_Work instructions_. Make an exact copy of the lines below.

_Listed entries_.
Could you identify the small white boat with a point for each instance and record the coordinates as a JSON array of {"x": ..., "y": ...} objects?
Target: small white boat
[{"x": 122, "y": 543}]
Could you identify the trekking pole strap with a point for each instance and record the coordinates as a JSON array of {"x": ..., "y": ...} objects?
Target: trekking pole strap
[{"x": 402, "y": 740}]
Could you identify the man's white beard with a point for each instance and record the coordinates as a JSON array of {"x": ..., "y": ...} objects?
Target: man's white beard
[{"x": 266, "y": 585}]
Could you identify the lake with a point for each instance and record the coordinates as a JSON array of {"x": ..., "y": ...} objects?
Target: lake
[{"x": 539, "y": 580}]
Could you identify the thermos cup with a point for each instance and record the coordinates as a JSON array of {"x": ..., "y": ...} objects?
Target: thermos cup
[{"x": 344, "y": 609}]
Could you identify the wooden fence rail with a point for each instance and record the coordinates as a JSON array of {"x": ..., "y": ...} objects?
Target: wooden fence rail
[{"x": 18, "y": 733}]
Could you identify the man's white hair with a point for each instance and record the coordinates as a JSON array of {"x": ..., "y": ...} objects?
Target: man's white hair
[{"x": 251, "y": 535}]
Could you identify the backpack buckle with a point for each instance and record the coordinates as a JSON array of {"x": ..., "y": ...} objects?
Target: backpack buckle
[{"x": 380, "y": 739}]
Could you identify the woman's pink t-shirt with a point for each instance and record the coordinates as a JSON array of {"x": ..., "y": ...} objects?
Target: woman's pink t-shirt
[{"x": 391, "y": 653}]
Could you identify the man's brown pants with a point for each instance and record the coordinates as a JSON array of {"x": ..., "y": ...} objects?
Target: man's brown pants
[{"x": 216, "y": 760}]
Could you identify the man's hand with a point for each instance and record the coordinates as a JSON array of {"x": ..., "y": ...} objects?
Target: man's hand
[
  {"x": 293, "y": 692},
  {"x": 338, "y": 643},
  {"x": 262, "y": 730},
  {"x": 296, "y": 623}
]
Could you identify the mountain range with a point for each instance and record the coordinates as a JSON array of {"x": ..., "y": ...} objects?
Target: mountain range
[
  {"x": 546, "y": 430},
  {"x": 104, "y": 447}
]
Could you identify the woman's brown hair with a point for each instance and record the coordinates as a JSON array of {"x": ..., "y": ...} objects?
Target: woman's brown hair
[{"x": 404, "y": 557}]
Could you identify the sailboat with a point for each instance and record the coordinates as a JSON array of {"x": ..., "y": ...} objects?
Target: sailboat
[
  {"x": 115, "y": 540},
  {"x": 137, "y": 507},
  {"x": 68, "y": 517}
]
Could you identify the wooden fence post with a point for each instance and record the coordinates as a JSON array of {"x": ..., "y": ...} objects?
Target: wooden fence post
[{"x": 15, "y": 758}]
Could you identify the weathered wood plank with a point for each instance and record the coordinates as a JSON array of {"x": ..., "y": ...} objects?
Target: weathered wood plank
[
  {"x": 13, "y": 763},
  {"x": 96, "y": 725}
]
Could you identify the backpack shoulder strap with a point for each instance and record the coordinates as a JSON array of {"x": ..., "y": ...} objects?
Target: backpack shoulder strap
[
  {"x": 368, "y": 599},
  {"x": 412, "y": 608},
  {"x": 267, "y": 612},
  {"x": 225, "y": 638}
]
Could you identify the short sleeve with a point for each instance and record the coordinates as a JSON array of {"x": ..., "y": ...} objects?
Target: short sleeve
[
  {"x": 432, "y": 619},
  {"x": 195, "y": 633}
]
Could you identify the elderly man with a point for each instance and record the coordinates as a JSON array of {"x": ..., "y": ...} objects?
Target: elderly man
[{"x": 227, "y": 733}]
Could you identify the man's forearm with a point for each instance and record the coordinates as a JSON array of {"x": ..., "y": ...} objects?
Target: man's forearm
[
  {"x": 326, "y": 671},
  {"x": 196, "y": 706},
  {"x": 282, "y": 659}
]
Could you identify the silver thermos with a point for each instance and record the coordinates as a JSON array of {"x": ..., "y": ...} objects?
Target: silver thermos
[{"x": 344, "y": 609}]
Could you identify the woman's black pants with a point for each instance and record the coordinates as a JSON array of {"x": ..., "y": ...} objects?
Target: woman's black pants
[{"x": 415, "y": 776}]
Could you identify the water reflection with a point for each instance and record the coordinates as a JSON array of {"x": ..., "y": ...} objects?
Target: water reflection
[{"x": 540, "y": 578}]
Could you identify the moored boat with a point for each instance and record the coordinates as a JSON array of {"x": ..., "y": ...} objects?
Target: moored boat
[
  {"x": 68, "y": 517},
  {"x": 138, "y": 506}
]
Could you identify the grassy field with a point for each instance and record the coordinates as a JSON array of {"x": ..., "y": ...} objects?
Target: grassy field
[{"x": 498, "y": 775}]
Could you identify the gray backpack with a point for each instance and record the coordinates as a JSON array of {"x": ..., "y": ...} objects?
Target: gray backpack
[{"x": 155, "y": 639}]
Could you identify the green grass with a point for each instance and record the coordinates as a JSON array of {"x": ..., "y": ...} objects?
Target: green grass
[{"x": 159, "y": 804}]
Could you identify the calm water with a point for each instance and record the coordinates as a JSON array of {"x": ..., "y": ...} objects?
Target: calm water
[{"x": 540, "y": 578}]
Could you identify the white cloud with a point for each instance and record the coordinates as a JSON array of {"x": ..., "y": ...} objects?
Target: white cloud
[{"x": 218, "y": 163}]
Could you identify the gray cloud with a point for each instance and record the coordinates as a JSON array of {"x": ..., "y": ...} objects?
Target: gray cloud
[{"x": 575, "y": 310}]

_Correct result_.
Could you identify the small white boat with a point for each instance and record the coordinates as a JSON array of {"x": ..., "y": ...} objects?
Target: small white boat
[{"x": 122, "y": 543}]
Could you identify the trekking pole strap with a point for each instance and record the coordinates as a JSON array of {"x": ..., "y": ...} objects?
Target: trekking pole strap
[{"x": 402, "y": 740}]
Could you identify the man's white beard with a point for each instance and record the coordinates as a JSON array of {"x": ..., "y": ...} objects?
Target: man's white beard
[{"x": 266, "y": 585}]
Could you identify the lake with a point for each instance and record the coordinates as a JSON array of {"x": ..., "y": ...} objects?
Target: lake
[{"x": 539, "y": 580}]
Could you identify the thermos cup with a point for each instance and record the coordinates as a JSON array of {"x": ..., "y": ...} objects?
Target: thermos cup
[{"x": 344, "y": 609}]
Could you identify the wooden fence rail with a point for each instance and record the coordinates as a JSON array of {"x": ..., "y": ...} objects?
Target: wooden fence rail
[{"x": 18, "y": 733}]
Could you identify the man's white hair with a point for each instance and record the coordinates as a JSON array of {"x": ..., "y": ...} objects?
Target: man's white hair
[{"x": 251, "y": 535}]
Could you identify the backpack buckle with a point for each instance and record the coordinates as a JSON array of {"x": ..., "y": ...} objects?
Target: backpack buckle
[{"x": 380, "y": 739}]
Could you identify the woman's pink t-shirt with a point for each instance and record the coordinates as a JSON array of {"x": ..., "y": ...} objects?
Target: woman's pink t-shirt
[{"x": 391, "y": 653}]
Could you identify the man's brown pants with a point for each instance and record the coordinates as a JSON array of {"x": ..., "y": ...} objects?
Target: man's brown pants
[{"x": 216, "y": 760}]
Could you identify the man's hand with a point for each instance and record the coordinates as a JSON array of {"x": ..., "y": ...} objects?
Target: man's hand
[
  {"x": 293, "y": 692},
  {"x": 338, "y": 643},
  {"x": 262, "y": 730},
  {"x": 296, "y": 623}
]
Could you identify the mountain range with a point for each instance and record the coordinates as a JSON array of {"x": ..., "y": ...} objects?
Target: mountain range
[
  {"x": 546, "y": 430},
  {"x": 104, "y": 447}
]
Could you identify the woman's brown hair with a point for each instance and record the coordinates as a JSON array of {"x": ..., "y": ...} objects?
Target: woman's brown hair
[{"x": 404, "y": 557}]
Could you identify the sailboat with a point for each instance and record the coordinates as a JSON array of {"x": ..., "y": ...} objects?
Target: sailboat
[
  {"x": 115, "y": 540},
  {"x": 137, "y": 507},
  {"x": 68, "y": 517}
]
Could you identify the wooden fence post with a point for each instance and record the coordinates as a JSON array of {"x": ..., "y": ...} objects?
Target: wooden fence post
[{"x": 15, "y": 758}]
Could you identify the weathered wood plank with a point for each instance and record the coordinates as a JSON array of {"x": ..., "y": ...} objects?
Target: weathered wood plank
[
  {"x": 13, "y": 763},
  {"x": 96, "y": 725}
]
Could you identify the backpack shoulder strap with a point for each instance and record the coordinates as a JSON array of {"x": ..., "y": ...} objects?
Target: backpack shoulder strap
[
  {"x": 368, "y": 599},
  {"x": 412, "y": 608},
  {"x": 267, "y": 612},
  {"x": 225, "y": 638}
]
Could you identify the short sleeve with a point for each instance and record the coordinates as a JSON array of {"x": ..., "y": ...} objects?
Target: short sleeve
[
  {"x": 432, "y": 619},
  {"x": 195, "y": 633}
]
Could you identify the elderly man with a point for each instance and record the coordinates as a JSON array of {"x": ..., "y": ...} objects?
Target: elderly man
[{"x": 227, "y": 733}]
Could you identify the man's forearm with a point for each instance and record the coordinates as a JSON array of {"x": ..., "y": ...} objects?
Target: man's forearm
[
  {"x": 326, "y": 671},
  {"x": 196, "y": 706},
  {"x": 282, "y": 659}
]
Could you identify the silver thermos with a point for each instance and record the coordinates as a JSON array of {"x": ..., "y": ...} objects?
Target: silver thermos
[{"x": 344, "y": 609}]
Could you identify the woman's black pants with a point for each instance and record the coordinates as a JSON array of {"x": ..., "y": ...} objects?
Target: woman's black pants
[{"x": 415, "y": 776}]
Could you identify the water reflection with a point for each instance and record the coordinates as a JSON array of {"x": ..., "y": ...} objects?
Target: water reflection
[{"x": 540, "y": 578}]
Could you identify the moored boat with a point for each instance and record the coordinates as a JSON array of {"x": ..., "y": ...} objects?
Target: moored boat
[
  {"x": 68, "y": 517},
  {"x": 138, "y": 506}
]
Could you identify the grassy field with a point for each instance and record the coordinates as a JSON array of {"x": ..., "y": ...} objects?
Target: grassy field
[{"x": 498, "y": 775}]
Could you identify the gray backpack with a point for each instance and record the coordinates as a JSON array of {"x": ..., "y": ...} objects?
Target: gray backpack
[{"x": 155, "y": 639}]
Could you identify the green grass with a point for each instance and record the coordinates as a JSON array of {"x": ..., "y": ...} objects?
Target: green grass
[{"x": 159, "y": 804}]
Could you identify the calm water with a point for each instance and record the coordinates as a JSON array of {"x": ..., "y": ...} objects?
Target: calm water
[{"x": 540, "y": 578}]
Could you identify the white cloud with a point for each instance and record the coordinates as a JSON array of {"x": ..., "y": ...} objects?
Target: white cloud
[{"x": 218, "y": 163}]
Could you identify the gray cloud with a point for each instance and record the coordinates as a JSON array of {"x": ..., "y": ...} objects?
Target: gray cloud
[{"x": 575, "y": 310}]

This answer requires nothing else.